= TASK OBJECTIVE =
Only the lines from the one containing "of the bush" through the end of the entries should be repeated, exactly as they appear, first and last included.
┌──
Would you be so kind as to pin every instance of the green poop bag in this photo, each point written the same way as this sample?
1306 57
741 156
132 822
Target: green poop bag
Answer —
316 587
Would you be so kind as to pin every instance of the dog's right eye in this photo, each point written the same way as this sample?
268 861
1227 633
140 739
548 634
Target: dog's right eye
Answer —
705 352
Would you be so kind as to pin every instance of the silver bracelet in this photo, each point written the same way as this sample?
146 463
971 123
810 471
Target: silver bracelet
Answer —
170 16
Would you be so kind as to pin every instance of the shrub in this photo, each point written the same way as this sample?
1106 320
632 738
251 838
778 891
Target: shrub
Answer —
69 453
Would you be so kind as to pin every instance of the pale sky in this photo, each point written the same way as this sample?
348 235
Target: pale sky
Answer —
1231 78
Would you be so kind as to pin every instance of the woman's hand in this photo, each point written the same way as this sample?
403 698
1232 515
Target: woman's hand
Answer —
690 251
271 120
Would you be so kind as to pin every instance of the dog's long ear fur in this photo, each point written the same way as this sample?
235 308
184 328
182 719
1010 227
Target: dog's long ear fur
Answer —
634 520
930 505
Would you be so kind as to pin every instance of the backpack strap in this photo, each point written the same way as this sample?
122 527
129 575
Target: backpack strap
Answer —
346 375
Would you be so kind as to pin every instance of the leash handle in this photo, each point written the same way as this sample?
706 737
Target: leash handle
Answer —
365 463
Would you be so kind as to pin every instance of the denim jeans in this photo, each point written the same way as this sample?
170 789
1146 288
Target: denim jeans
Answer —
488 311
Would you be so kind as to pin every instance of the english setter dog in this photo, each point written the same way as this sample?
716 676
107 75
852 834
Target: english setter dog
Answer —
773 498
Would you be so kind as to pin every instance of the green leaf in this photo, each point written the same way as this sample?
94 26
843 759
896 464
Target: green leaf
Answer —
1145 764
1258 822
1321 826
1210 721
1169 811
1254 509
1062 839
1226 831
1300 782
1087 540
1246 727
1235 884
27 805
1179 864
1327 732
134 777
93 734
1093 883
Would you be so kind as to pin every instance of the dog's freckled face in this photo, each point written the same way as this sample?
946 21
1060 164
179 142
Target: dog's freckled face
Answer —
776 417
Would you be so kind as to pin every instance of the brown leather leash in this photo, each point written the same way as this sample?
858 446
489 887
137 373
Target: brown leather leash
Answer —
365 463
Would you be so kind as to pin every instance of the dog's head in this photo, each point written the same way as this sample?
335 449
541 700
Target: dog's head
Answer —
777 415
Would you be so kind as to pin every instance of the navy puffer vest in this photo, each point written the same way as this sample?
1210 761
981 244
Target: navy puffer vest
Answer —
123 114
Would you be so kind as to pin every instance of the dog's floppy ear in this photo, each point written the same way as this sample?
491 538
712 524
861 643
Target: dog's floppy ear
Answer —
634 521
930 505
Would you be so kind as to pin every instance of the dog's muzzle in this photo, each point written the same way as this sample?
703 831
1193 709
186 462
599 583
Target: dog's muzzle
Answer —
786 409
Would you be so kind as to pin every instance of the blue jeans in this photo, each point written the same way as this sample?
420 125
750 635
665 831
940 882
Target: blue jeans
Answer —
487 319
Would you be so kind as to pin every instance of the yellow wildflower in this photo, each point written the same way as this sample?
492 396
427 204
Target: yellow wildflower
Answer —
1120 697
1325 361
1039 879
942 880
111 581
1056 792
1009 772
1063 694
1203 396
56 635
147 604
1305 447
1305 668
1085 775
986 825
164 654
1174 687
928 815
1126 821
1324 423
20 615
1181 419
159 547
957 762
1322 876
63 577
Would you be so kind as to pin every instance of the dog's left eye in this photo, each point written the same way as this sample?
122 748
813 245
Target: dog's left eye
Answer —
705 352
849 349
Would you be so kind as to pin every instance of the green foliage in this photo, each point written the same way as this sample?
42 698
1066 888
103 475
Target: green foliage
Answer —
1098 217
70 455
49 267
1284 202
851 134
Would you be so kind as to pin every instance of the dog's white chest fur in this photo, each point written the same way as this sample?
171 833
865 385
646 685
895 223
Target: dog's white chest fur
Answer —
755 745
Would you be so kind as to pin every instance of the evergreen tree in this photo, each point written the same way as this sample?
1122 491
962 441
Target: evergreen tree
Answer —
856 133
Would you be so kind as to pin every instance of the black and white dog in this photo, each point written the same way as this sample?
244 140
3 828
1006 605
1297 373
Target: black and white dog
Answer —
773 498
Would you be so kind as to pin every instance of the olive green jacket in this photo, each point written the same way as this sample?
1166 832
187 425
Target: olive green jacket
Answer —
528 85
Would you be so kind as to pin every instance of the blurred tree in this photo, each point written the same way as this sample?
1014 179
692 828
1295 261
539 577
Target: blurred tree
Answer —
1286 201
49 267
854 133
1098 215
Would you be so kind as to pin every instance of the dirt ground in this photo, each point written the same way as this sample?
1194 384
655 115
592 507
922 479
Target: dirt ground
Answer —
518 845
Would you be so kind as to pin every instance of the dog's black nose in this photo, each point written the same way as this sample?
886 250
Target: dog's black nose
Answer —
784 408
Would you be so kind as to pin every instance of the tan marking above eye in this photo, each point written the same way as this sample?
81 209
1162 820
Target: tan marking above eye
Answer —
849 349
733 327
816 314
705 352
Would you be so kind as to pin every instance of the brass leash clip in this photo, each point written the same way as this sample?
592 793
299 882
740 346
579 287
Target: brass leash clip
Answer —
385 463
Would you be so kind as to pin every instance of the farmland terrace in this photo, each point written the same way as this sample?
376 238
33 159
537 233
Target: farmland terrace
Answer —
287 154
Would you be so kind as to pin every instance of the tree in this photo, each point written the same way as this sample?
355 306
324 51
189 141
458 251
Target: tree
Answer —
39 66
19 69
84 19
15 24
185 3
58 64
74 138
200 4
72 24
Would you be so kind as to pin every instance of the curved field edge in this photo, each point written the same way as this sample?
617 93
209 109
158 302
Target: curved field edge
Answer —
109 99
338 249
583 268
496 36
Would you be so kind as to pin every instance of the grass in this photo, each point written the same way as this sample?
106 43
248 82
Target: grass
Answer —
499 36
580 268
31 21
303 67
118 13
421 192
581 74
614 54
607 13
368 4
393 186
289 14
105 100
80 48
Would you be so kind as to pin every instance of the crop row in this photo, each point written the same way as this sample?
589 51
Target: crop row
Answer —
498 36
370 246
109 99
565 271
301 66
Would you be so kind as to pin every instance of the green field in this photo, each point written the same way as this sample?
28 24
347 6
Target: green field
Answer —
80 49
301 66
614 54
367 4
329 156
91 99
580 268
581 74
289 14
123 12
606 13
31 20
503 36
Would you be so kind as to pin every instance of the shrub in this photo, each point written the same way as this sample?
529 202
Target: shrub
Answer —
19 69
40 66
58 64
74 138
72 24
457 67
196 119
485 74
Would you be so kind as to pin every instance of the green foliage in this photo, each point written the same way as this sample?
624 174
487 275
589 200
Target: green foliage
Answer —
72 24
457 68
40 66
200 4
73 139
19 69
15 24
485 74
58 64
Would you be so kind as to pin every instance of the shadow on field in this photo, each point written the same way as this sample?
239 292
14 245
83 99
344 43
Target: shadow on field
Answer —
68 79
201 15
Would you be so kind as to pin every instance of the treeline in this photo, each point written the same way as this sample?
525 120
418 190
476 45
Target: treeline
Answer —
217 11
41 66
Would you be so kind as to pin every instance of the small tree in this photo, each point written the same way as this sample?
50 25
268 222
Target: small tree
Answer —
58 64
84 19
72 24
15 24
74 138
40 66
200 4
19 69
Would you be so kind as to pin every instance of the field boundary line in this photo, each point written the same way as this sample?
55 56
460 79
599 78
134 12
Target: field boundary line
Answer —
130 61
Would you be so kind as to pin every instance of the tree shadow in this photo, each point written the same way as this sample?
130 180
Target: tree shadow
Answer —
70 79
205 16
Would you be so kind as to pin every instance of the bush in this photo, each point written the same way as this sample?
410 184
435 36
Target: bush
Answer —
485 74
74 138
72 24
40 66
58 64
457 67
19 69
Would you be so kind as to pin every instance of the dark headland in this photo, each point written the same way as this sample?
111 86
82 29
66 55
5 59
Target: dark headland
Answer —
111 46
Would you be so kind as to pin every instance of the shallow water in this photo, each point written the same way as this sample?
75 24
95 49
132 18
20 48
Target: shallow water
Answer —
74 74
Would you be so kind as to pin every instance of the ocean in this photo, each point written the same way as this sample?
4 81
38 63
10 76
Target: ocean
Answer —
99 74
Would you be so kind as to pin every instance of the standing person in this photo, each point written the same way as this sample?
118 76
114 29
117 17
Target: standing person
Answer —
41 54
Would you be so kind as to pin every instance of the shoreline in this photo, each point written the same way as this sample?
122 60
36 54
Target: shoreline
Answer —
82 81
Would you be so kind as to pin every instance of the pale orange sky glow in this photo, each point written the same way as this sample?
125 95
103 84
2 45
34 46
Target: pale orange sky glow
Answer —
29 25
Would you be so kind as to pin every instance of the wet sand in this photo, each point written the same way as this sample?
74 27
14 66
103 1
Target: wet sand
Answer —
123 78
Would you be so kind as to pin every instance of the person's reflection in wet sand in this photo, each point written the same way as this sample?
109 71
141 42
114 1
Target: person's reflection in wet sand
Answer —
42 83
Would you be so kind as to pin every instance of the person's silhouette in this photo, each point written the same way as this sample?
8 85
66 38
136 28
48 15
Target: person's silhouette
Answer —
└──
= THE REPLY =
Would you be so kind as to pin every instance of the bush in this photo, each point written the same way as this sample?
410 184
435 36
Target: bush
Answer —
485 74
74 138
72 24
40 66
58 64
457 67
19 69
Would you be so kind as to pin every instance of the dark headland in this photo, each point written the same way as this sample?
111 86
82 29
66 55
5 59
Target: dark headland
Answer —
111 46
Would you be so kind as to pin every instance of the shallow water in this photo, each point written the same way as this sample?
75 24
95 49
132 18
20 48
Target: shallow water
Answer —
74 74
Would you be so kind as to pin every instance of the ocean in this photo, each point written the same way as this sample?
4 81
38 63
10 76
Target: ocean
Answer —
99 74
Would you be so kind as to pin every instance of the standing person in this photo, each point written the same way as this sample?
118 76
114 29
117 17
Target: standing person
Answer —
41 54
Would you be so kind as to pin every instance of the shoreline in this photo, each point written the same way as this sample?
122 60
36 54
Target: shoreline
Answer —
82 81
Would you be so kind as to pin every instance of the pale orange sky glow in this photo, each point written the same way as this sample?
125 95
103 84
2 45
34 46
Target: pale orange sky glow
Answer —
29 25
Would you be so kind as to pin every instance of the wet sand in this photo, each point written the same way as this sample?
74 27
14 66
103 1
Target: wet sand
Answer —
123 78
Would you be so kind as to pin every instance of the person's reflection in wet sand in this photo, each point written the same way as this sample?
109 71
141 42
114 1
Target: person's reflection in wet sand
Answer —
42 83
Would you be so kind as to pin every instance of the person's silhouette in this photo, each point written the same way as this sample?
8 85
66 38
136 28
48 15
Target: person's silhouette
Answer —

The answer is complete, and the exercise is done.